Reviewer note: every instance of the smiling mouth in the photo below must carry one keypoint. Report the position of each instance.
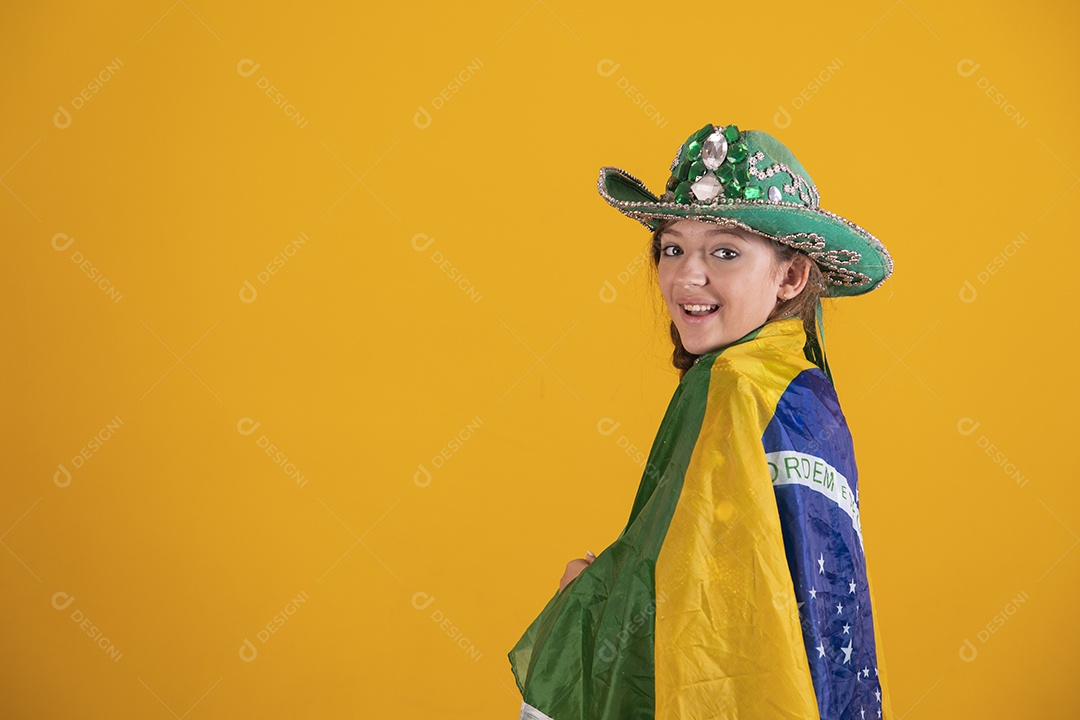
(699, 311)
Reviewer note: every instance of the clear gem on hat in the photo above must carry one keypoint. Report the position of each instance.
(714, 150)
(706, 189)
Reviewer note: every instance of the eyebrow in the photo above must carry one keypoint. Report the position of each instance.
(718, 230)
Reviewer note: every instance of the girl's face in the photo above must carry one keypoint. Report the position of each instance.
(719, 283)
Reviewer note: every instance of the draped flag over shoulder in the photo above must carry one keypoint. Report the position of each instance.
(738, 588)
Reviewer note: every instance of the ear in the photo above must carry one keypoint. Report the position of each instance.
(796, 273)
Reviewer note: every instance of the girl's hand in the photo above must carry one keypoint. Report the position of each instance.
(574, 569)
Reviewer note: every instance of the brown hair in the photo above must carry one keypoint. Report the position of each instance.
(801, 306)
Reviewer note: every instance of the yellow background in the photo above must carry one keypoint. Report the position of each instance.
(448, 437)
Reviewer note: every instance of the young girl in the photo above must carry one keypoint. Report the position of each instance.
(739, 586)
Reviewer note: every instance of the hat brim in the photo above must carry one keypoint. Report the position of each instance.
(852, 260)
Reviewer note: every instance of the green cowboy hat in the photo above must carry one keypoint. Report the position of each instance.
(750, 179)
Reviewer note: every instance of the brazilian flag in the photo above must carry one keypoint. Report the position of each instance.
(739, 586)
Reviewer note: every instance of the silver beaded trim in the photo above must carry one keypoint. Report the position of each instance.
(798, 186)
(832, 261)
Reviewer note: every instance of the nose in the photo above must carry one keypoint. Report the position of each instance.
(691, 271)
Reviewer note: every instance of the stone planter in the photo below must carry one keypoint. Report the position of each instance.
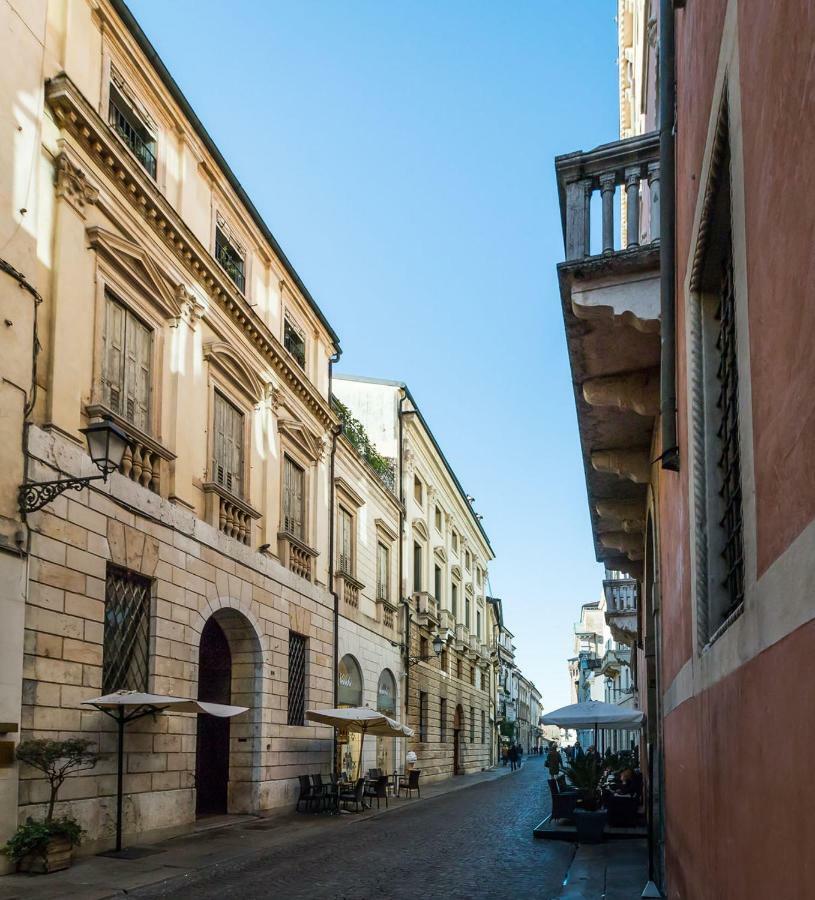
(590, 825)
(58, 855)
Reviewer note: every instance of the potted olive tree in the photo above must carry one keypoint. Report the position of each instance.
(590, 820)
(47, 846)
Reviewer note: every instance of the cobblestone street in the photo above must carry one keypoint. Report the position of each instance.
(475, 842)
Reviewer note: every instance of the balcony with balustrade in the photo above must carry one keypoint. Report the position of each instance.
(609, 286)
(622, 595)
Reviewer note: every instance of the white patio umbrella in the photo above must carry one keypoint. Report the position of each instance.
(362, 720)
(595, 714)
(125, 706)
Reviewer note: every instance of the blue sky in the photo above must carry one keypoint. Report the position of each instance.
(402, 154)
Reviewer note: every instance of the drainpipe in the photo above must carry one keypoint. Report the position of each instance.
(667, 233)
(335, 433)
(400, 549)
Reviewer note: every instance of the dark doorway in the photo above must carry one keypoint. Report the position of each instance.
(212, 748)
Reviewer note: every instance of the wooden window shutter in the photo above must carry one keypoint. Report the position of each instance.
(113, 359)
(227, 462)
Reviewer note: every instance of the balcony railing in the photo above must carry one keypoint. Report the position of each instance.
(120, 120)
(622, 595)
(632, 165)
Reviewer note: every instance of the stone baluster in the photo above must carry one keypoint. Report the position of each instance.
(578, 223)
(632, 188)
(653, 186)
(608, 184)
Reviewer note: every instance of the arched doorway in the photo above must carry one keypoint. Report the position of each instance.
(386, 703)
(458, 727)
(227, 759)
(212, 745)
(349, 693)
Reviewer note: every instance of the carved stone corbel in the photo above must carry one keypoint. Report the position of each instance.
(621, 515)
(634, 464)
(636, 391)
(72, 184)
(630, 544)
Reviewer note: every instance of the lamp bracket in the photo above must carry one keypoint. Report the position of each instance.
(33, 495)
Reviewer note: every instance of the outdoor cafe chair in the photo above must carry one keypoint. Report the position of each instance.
(307, 794)
(563, 801)
(412, 783)
(356, 796)
(378, 789)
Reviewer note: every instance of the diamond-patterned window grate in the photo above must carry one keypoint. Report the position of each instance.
(125, 661)
(297, 679)
(729, 462)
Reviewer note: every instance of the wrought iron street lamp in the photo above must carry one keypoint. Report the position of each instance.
(106, 446)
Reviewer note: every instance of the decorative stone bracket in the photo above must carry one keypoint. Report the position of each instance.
(636, 391)
(634, 464)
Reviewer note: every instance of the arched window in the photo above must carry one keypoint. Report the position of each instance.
(349, 691)
(386, 693)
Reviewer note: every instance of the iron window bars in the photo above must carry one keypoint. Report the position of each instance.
(297, 679)
(729, 462)
(126, 642)
(230, 259)
(127, 124)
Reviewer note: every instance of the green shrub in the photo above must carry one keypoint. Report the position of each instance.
(33, 837)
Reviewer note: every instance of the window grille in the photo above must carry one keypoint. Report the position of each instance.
(127, 123)
(417, 567)
(297, 679)
(227, 458)
(382, 572)
(729, 462)
(293, 498)
(295, 343)
(346, 544)
(126, 364)
(126, 639)
(230, 259)
(422, 716)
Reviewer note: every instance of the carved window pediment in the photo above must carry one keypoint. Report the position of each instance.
(139, 267)
(309, 443)
(234, 366)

_Your task_:
Everything from the line containing "Reviewer note: every instance of the green shrub" to the last line of the entries above should be quoted exactly, and only that.

_Output of the task_:
Reviewer note: every instance of the green shrub in the photo above must carry one keypoint. Report the position of each instance.
(33, 837)
Reviewer note: every instance of the window grille in the photo above must carry one keypoint. Report the position of each instance.
(127, 123)
(417, 567)
(297, 679)
(227, 458)
(382, 572)
(729, 462)
(293, 498)
(295, 343)
(346, 544)
(126, 364)
(126, 639)
(230, 259)
(422, 716)
Reviewer note: every instance of the carved window pediment in the photo above must carry one keypoint. Report the position of each instance.
(139, 267)
(309, 443)
(234, 366)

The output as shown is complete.